- Extrait du texte -
====================
Film de Fernando Meirelles, Blindness est l’adaptation du roman L’Aveuglement de l’écrivain et journaliste portugais José de Sousa Saramago (prix Nobel de littérature).
« Le pays est frappé par une épidémie de cécité qui se propage à une vitesse fulgurante. Les premiers contaminés sont mis en quarantaine dans un hôpital désaffecté où ils sont rapidement livrés à eux-mêmes, privés de tout repère. Ils devront faire face au besoin primitif de chacun : la volonté de survivre à n’importe quel prix.
Seule une femme n’a pas été touchée par la « blancheur lumineuse ». Elle va les guider pour échapper aux instincts les plus vils et leur faire reprendre espoir en la condition humaine.«
Blindness fait partie de ces films que je suis allée voir sans aucun renseignements sauf un : le réalisateur a, dans son CV, The Constant Gardner et La Cité de Dieu. Il a suffit de cela pour me tenter.
Surprise donc, inquiétude aussi face aux panneaux avertissant les « publics sensibles » à l’entrée des salles.
A lire le synopsis, on pourrait presque s’attendre à un film qui se rapproche des Zombies et compagnie : épidémie, virus inconnu, quarantaine, danger pour la population… Il y a une contamination, certes, mais pour de la bête verte qui bouffe du cerveau, on repassera.
Blindness se rapproche plutôt des Fils de l’Homme (d’ailleurs, on notera également la présence de Julianne Moore) : bien plus qu’un film fantastique qui se baserait sur une situation fictive, Blindness utilise les malaises de notre société pour placer son intrigue. Une société où l’on met les humains en quarantaine, où l’on est capable de les traiter comme des animaux, et où l’on n’hésite pas à tuer celui qui n’obéit pas aux ordres.
Blindness se rapproche également des Fils de l’Homme par le choix d’un lieu et d’une époque non identifiés, mais suffisamment proches de nous pour que chacun puisse y voir son propre monde. Ce contexte, si réel et actuel, fait que l’on en vient à accepter assez naturellement l’épidémie qui sévit sans plus d’explications. On oublie vite le manque d’information sur la maladie en elle-même pour se plonger dans l’histoire et dans la survie des personnes atteintes.
Petit à petit, on assiste donc à la contamination d’un peuple, qui, peu à peu, devient aveugle. Plutôt que de donner un aperçu « global » qui tendrait vers le film catastrophe, le réalisateur, choisi de s’attarder sur un groupe de personnages : la cécité gagne peu à peu la population et les premières victimes sont mises en quarantaine dans un hopital hors d’âge et insalubre… Peu à peu, de nouveau groupes les rejoignent, jusqu’à ce que, submergés par l’épidémie, les pensionnaires cessent d’arriver et l’hopital soit totalement coupé du reste du monde.
====================
- Données extraites -

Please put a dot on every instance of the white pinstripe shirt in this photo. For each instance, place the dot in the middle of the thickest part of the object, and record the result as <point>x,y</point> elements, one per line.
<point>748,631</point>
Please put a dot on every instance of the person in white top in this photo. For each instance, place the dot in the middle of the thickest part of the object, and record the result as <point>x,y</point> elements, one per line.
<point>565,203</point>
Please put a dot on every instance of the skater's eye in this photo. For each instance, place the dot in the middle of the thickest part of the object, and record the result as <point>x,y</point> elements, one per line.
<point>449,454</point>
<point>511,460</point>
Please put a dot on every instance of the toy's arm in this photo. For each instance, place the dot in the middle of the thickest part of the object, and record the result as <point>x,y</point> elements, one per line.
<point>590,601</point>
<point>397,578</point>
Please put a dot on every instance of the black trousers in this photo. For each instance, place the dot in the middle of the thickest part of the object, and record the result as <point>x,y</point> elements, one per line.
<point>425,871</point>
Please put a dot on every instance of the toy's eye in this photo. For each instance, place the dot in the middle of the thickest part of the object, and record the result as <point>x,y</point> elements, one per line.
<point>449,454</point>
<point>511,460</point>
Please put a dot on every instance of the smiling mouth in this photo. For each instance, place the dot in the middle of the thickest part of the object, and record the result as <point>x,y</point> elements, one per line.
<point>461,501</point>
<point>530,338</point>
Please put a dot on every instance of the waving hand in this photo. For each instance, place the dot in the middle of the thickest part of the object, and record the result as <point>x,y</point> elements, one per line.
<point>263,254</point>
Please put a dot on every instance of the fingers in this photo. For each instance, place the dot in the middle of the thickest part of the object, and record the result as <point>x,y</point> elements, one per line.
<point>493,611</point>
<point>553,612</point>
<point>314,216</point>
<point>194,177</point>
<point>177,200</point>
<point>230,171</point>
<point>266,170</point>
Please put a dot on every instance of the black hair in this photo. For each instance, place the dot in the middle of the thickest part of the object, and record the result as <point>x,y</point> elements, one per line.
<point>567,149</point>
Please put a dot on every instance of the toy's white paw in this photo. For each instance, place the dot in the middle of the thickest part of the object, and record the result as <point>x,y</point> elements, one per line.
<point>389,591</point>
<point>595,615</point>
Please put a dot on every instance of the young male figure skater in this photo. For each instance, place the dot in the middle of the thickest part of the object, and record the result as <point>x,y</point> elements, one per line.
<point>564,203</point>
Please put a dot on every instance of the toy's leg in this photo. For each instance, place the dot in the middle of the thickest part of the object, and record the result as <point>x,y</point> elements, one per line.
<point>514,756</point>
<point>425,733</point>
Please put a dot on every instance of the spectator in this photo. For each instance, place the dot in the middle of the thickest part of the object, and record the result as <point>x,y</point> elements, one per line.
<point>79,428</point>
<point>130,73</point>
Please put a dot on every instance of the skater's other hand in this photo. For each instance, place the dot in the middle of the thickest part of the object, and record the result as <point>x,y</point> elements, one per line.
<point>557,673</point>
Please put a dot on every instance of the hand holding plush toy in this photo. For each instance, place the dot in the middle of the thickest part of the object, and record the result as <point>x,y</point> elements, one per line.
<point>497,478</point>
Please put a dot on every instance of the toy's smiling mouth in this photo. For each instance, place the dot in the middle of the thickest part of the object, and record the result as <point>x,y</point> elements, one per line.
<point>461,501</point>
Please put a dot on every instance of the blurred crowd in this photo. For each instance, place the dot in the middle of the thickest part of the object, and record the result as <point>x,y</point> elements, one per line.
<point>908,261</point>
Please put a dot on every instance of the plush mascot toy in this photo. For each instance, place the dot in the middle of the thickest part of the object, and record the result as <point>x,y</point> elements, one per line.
====================
- Série d'exercices -
(A) Répondez à ces questions sur l'extrait consacré à Blindness :
(i) De quel roman le film est-il l'adaptation ?
(ii) Quels films figurent dans le CV du réalisateur ?
(iii) Quelle actrice l'extrait signale-t-il aussi dans Les Fils de l'Homme ?
(B) Recopiez le passage de l'extrait consacré à Blindness qui va de « Blindness se rapproche plutôt » jusqu'à « pas aux ordres. » inclus.
Les lignes ne jouent aucun rôle dans cet exercice.

- Corrigé -
(A)
(i) L'Aveuglement, de José de Sousa Saramago
(ii) The Constant Gardner et La Cité de Dieu
(iii) Julianne Moore

(B)
Blindness se rapproche plutôt des Fils de l’Homme (d’ailleurs, on notera également la présence de Julianne Moore) : bien plus qu’un film fantastique qui se baserait sur une situation fictive, Blindness utilise les malaises de notre société pour placer son intrigue. Une société où l’on met les humains en quarantaine, où l’on est capable de les traiter comme des animaux, et où l’on n’hésite pas à tuer celui qui n’obéit pas aux ordres.